:: DATASET EXCERPTS ::

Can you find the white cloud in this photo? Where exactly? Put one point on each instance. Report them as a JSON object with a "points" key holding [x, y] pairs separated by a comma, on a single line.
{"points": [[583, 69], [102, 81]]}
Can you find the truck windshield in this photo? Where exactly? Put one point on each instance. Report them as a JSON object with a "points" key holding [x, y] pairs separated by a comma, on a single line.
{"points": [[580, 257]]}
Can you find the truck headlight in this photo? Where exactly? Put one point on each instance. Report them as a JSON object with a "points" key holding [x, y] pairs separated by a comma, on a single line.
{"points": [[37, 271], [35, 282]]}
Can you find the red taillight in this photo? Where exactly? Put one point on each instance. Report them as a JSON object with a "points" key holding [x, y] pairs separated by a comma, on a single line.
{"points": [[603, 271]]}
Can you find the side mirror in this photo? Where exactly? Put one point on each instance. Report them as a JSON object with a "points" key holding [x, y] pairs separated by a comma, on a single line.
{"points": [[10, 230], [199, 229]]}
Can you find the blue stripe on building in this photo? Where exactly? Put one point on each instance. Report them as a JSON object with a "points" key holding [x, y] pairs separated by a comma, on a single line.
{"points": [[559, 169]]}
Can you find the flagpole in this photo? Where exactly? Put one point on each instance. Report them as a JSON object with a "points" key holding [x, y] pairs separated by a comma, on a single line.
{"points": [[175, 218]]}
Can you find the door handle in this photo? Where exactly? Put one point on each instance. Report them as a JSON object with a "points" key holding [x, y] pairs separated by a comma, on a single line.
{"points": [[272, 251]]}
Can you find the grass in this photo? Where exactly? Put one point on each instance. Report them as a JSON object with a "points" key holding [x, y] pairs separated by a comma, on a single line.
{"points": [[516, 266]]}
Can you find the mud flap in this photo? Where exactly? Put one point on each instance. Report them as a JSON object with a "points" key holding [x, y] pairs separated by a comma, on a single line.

:: REQUIRED WORK ::
All entries given above are to be printed again exactly.

:: PROBLEM SOLUTION ::
Can you find the white cloud in this photo? Where exactly? Put one point on each instance. Report them as a JSON object with a "points" key holding [x, y] pairs separated by a comma, on a single line.
{"points": [[583, 69], [102, 81]]}
Can you find the truck windshield in this photo? Where exactly? Put one point on each instance. Report them as a JSON object with a "points" key holding [x, y] pairs separated by a comma, on a single line.
{"points": [[580, 257]]}
Can you find the truck headlight in this photo? Where exactly? Put one point on each instance. Report them as a JSON object with a "points" key holding [x, y] pairs separated by a comma, on a single line.
{"points": [[37, 271], [35, 282]]}
Can you find the red taillight in this photo? Where exactly? Put one point on each instance. Report them as a JSON object with a "points" key holding [x, y] pairs separated by a comma, on a single line.
{"points": [[603, 271]]}
Can you find the side mirror in this photo? Where exactly? Put one point on each instance. Report them as a JSON object with a "points" key holding [x, y] pairs separated by a comma, on a single line.
{"points": [[10, 230], [199, 229]]}
Can you find the blue stripe on building in this photo? Where exactly? Put one point on each instance. Report them as a JSON object with a "points" key holding [x, y] pairs separated by a comma, on a single line.
{"points": [[559, 169]]}
Can you find the flagpole in this photo? Where exactly? Put one point on each instance. Report them as a JSON object with a "points" key holding [x, y] pairs separated by a comma, on a single line.
{"points": [[175, 218]]}
Can you find the door handle in this photo? Where exactly? Put one point on each instance. Report them as a JSON object with a "points" key holding [x, y] pairs separated by a comma, on a single line.
{"points": [[272, 251]]}
Can you find the grass in this photo? Where exactly? Put one point on each instance. Report them as a JSON object with a "points" key holding [x, y] pairs separated by a comma, on a single line.
{"points": [[516, 266]]}
Can you find the mud flap in this photo? Where exactly? Put one point on each instance. Report them as a JSON object with a "points" key holding [x, y] pairs separated by a comma, on a single line.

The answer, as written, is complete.